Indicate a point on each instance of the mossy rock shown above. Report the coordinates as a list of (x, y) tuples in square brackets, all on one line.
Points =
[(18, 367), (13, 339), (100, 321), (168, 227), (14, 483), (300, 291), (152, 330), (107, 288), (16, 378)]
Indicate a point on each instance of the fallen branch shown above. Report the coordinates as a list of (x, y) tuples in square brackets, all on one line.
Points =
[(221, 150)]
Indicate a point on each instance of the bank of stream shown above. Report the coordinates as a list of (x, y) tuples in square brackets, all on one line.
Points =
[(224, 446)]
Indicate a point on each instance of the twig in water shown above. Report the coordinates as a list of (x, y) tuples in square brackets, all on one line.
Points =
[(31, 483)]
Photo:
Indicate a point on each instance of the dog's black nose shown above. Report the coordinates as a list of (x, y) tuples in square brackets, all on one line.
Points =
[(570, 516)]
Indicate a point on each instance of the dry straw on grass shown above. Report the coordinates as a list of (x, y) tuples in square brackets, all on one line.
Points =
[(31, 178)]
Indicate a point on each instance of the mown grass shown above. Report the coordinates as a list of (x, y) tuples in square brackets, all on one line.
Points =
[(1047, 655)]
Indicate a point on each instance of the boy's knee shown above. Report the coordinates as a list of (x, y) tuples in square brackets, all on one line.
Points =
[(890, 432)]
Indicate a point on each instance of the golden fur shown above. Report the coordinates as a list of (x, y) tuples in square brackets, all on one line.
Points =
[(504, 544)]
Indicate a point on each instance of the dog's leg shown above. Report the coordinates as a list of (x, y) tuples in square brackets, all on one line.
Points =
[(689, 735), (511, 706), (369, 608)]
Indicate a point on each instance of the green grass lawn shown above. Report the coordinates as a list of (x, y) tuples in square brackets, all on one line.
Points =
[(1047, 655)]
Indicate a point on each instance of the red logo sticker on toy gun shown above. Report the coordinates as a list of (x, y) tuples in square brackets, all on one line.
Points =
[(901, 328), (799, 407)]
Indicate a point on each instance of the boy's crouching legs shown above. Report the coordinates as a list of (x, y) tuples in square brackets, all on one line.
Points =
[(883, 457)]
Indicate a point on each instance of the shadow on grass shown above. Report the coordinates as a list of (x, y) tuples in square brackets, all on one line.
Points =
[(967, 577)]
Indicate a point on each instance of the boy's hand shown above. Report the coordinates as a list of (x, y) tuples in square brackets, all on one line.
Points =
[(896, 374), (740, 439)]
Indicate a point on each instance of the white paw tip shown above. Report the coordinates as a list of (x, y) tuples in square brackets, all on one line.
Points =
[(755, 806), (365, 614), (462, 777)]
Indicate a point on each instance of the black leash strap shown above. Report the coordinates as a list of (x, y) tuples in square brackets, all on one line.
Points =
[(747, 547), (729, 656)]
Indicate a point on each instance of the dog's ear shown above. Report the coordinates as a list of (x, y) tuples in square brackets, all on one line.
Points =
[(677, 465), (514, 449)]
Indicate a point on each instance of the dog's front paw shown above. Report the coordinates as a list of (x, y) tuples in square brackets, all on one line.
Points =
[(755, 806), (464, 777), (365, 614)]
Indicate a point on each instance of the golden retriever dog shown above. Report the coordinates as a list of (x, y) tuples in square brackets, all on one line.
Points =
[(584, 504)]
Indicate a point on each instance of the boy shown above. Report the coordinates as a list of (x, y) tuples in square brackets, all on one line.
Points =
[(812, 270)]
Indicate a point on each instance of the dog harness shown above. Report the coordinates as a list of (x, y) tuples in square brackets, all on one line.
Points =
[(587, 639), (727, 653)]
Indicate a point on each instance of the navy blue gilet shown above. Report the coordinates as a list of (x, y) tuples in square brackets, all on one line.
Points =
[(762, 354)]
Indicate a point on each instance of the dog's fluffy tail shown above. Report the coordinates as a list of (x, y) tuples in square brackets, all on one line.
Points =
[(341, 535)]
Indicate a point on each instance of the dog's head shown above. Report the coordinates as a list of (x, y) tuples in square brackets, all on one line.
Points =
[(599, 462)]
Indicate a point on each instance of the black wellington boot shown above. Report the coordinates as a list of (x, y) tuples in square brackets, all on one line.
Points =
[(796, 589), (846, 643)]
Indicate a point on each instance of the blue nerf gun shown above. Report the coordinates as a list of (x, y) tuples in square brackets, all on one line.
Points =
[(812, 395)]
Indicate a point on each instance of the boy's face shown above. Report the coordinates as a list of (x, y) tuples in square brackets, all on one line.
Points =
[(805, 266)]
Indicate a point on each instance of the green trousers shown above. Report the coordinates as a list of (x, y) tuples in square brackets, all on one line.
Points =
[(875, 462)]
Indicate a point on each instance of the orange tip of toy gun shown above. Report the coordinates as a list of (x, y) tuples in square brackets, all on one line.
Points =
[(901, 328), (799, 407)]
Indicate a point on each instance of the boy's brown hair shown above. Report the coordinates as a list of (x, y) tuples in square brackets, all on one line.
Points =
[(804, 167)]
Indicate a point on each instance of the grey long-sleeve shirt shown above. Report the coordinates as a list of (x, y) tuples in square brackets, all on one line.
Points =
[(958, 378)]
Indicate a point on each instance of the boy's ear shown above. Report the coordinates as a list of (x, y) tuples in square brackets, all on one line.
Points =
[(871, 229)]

::::::::

Problem to solve: Copy out every line in full, starting with the line containing "Indicate a point on each instance of the dog harness" and going on through the line containing "[(762, 354)]", and add 123 to each number in the point coordinates.

Task output:
Indicate a point on each instance of the dog harness shown above. Report the coordinates as a list of (x, y) tuples in square brackets, all on one line.
Points =
[(710, 762), (850, 776)]
Indicate a point on each instance of the navy blue gilet shown above. Report the coordinates as a list of (x, y) tuples in square brackets, all on one line.
Points =
[(885, 477)]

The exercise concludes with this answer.